--- What you will do ---
**1.** In the text on hypnotherapy for PTSD, what proportion of combat troops does the cited report say fall victim to PTSD?
**2.** Carry on the text about hypnotherapy for PTSD, picking up right after its final sentence.

======== Source extract ========

Hypnotherapy For PTSD
Making Life Less Bumpy
And A Little More peaceful!
Post-traumatic stress disorder (PTSD) is a severe mental health condition that is most often a consequence of a significant traumatic event(s) or a series of smaller ones, sometimes apparently insignificant, repeated over and over (cumulative trauma). Most often these repetitive events occur during our early developmental years when we were a child. More significant events like battles in war or armed conflicts, or even a terrorist attack, e.g. 9/11 or the Bali and Sri Lankan bombings can cause PTSD in isolation, i.e. irrespective of there being any other life truama but they can also stimulate the latent memories of a childhood event, as mentioned above, This release of latent childhood experience can exacerbate the trauma for some people, a kind of double whammy effect if you will. However, in one report I read, 1 in 47 combat troops fall victim to PTSD, which suggests something unique about how certain people experience negative experiences, as opposed to it being specifically event related. Of course, if it were purely event-related, then most, if not all people would develop PTSD also!

======== Data records ========

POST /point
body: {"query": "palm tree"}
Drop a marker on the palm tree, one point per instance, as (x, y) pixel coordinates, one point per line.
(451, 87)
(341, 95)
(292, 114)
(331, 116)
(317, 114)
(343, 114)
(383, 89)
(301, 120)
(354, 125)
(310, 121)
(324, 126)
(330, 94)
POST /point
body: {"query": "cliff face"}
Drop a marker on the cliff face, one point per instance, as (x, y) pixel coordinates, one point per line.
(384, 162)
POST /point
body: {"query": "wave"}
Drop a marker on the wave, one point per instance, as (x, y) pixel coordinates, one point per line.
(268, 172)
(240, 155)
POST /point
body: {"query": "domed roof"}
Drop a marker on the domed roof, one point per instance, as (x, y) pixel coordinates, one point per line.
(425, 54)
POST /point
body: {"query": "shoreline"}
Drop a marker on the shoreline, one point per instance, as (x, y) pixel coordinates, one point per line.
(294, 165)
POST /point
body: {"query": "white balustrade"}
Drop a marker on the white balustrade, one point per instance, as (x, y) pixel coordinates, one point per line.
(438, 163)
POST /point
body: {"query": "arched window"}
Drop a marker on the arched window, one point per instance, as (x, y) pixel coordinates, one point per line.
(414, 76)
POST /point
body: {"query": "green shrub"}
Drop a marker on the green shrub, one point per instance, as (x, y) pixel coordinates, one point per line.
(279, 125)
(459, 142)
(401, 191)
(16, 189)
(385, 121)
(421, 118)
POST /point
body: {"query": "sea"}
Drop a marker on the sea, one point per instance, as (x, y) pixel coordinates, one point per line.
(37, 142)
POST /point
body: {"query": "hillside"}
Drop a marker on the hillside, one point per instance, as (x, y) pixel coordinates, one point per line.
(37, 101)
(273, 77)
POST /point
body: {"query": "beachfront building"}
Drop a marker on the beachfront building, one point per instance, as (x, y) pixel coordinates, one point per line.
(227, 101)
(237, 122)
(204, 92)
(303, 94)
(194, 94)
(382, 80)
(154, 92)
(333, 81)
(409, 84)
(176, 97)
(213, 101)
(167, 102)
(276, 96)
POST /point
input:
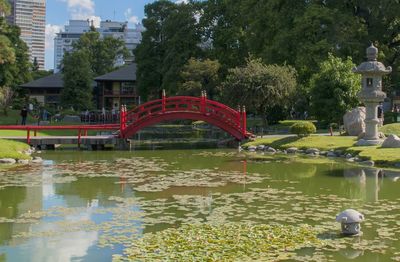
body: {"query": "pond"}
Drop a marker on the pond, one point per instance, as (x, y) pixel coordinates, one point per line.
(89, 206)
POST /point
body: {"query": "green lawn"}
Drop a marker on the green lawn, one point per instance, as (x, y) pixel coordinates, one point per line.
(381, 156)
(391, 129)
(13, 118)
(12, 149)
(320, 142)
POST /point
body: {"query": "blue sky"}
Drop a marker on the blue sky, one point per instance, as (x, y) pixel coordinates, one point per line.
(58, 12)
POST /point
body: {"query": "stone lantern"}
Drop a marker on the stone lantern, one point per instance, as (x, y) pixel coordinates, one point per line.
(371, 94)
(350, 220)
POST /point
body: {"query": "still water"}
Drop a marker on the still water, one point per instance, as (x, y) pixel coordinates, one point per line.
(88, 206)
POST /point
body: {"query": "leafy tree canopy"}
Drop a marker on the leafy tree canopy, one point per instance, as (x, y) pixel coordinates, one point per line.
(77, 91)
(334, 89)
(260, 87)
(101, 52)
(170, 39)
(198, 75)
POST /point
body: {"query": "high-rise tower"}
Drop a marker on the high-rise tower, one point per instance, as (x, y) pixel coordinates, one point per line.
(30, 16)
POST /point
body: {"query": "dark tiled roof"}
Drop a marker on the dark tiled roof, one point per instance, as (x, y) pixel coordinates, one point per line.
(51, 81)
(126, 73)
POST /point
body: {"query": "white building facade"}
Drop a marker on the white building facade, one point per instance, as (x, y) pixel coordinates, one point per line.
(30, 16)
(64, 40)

========
======== Data records ========

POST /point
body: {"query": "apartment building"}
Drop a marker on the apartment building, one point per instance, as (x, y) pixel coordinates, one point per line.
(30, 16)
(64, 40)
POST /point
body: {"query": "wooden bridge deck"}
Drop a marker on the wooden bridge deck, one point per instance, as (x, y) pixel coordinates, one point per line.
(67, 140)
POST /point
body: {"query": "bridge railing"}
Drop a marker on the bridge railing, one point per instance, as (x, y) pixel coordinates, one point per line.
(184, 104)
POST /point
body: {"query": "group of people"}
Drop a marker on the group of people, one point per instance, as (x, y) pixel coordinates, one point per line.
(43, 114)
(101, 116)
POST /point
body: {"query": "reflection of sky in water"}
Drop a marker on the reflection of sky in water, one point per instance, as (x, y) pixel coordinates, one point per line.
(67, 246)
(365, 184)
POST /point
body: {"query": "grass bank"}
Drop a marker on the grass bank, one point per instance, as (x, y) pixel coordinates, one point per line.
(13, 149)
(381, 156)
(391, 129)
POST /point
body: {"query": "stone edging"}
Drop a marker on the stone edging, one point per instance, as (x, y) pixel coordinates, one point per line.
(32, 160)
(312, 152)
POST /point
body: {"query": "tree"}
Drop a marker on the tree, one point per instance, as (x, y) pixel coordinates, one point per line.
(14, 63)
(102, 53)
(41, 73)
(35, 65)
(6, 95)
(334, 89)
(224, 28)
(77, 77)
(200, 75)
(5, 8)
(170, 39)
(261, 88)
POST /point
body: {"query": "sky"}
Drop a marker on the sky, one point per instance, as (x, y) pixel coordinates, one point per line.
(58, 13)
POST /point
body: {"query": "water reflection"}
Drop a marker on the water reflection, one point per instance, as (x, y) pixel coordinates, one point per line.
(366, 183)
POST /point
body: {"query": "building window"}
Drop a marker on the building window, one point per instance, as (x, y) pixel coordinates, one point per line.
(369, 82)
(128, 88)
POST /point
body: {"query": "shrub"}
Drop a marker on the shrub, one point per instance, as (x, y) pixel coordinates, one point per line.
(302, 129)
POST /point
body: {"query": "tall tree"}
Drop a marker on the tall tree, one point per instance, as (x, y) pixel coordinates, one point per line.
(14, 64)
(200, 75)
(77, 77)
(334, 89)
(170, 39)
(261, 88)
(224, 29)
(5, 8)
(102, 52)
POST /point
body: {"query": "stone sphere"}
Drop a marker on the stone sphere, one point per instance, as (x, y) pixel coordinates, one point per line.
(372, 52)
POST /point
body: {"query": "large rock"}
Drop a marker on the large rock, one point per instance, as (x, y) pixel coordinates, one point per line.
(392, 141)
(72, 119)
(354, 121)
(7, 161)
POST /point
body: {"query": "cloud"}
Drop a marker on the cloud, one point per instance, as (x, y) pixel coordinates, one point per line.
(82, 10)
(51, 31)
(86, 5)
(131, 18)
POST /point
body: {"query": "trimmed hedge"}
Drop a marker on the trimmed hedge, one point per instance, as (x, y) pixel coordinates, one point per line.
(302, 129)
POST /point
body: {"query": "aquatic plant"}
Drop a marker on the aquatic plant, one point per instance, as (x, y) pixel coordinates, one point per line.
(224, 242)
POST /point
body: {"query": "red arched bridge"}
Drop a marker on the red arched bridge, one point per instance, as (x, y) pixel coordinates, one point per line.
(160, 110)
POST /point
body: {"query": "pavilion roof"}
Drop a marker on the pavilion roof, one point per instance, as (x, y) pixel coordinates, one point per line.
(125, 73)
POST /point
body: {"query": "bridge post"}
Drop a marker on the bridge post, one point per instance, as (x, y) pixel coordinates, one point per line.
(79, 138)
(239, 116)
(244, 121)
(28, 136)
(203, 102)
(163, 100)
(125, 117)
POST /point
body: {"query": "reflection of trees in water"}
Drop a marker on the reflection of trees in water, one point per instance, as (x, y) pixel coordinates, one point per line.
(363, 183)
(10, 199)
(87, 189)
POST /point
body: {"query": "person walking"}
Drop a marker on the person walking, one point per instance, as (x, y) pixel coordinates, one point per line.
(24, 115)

========
======== Data records ========

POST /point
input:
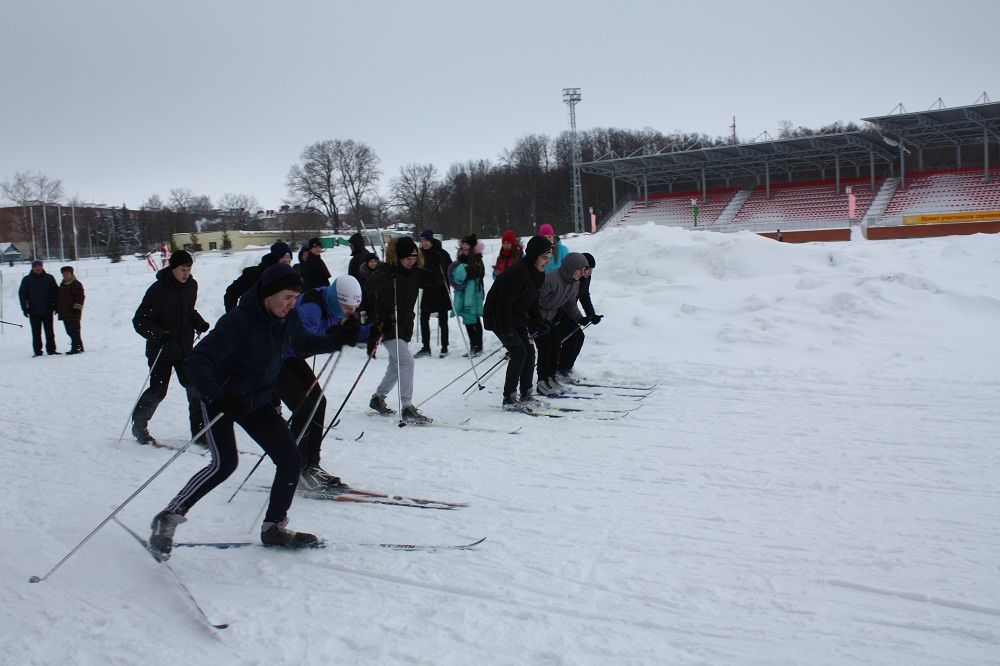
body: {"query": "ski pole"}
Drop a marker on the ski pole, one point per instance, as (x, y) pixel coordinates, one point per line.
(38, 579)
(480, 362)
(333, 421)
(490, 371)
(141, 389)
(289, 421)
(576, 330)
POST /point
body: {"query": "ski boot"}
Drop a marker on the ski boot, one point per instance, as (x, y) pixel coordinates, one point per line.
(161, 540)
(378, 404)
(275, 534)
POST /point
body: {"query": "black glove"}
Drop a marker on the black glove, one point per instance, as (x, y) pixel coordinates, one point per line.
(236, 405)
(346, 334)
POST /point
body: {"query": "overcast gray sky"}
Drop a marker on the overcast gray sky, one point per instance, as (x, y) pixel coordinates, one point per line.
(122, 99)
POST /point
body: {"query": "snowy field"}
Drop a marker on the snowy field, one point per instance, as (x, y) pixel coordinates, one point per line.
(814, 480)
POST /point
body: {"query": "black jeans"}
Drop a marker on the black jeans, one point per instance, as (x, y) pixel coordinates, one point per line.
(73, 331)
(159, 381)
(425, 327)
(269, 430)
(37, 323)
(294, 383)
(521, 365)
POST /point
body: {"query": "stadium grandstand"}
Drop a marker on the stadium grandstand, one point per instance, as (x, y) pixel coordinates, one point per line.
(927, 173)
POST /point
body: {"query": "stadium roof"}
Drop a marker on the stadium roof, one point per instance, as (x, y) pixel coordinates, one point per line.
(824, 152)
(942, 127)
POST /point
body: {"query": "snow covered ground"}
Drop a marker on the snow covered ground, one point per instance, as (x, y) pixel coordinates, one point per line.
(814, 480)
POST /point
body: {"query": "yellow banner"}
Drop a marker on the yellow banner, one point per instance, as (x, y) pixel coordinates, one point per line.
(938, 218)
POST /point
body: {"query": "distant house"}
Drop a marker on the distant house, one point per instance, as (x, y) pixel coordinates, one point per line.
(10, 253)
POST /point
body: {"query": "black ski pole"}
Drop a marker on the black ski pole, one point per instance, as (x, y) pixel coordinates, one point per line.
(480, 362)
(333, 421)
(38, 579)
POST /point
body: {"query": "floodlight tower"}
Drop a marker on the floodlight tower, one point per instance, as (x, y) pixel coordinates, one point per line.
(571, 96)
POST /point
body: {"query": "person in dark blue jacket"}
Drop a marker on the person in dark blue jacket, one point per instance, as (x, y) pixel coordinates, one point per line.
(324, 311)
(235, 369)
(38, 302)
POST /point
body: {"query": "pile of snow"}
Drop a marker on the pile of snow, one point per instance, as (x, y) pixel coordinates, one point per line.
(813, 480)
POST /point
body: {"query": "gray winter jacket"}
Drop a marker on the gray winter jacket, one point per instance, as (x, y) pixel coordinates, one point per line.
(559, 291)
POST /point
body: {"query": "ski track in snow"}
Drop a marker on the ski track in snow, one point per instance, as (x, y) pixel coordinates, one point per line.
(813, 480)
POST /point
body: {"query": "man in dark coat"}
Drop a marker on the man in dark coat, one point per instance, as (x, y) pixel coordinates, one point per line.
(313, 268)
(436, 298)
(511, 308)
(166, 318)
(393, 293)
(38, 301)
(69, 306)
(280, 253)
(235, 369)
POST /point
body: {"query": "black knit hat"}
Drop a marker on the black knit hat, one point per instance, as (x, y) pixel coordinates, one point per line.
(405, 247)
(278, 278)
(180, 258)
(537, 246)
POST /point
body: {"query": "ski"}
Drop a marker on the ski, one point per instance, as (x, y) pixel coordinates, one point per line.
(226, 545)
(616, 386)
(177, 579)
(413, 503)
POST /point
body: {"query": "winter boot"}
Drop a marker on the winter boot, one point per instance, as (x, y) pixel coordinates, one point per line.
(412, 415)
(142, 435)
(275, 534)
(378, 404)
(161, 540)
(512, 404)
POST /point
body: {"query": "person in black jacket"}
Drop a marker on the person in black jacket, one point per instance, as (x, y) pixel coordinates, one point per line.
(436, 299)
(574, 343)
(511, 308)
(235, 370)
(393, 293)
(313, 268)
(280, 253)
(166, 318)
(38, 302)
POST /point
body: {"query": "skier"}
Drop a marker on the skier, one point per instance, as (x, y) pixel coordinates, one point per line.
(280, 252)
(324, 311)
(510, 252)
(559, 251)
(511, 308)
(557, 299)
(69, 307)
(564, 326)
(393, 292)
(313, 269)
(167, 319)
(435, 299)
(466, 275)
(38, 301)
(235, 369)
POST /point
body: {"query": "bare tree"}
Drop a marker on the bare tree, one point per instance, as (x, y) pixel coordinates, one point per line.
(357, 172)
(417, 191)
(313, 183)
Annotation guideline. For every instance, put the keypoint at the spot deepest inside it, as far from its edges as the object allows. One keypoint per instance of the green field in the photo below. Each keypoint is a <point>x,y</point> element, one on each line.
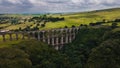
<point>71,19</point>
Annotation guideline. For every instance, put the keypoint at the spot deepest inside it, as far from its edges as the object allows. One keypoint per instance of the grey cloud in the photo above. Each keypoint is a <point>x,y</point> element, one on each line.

========

--- Outputs for the tasks ---
**1.** 1 in 47

**2.**
In the hours, months and years following the initial sensory stimulus, the brain goes through varying processes of memory consolidation (neural encoding of the new experience) and reconsolidation (neural updating of existing coding). Now the brain's defensive mechanisms are primed to activate the stress response when subjected to the same or similar sensory stimuli. Up to this point, this all occurs subconsciously but soon after, maybe as long as 40 milliseconds, cognitive systems create a conscious awareness that activates the visulisation of the terrifying memories of the traumatic experience. The visualisation creates negative feedback loops that strengthen the intensity of the memories and the longevity of the condition. To the sufferer, it is akin to being mentally transported back to the traumatic terrifying event, it's literally like reliving the trauma of that day. Symptoms may include flashbacks, nightmares, severe anxiety, and uncontrollable thoughts and behaviours about the event. Occasionally excessive violence or rage can come about, and also extreme introversion or withdrawal can manifest as well.
Most people who go through traumatic events may have temporary difficulty adjusting and coping, but with time and good self-care, they usually get better. If your symptoms get worse, i.e. last for months or even years, and, interfere with your day-to-day functioning, you may have PTSD.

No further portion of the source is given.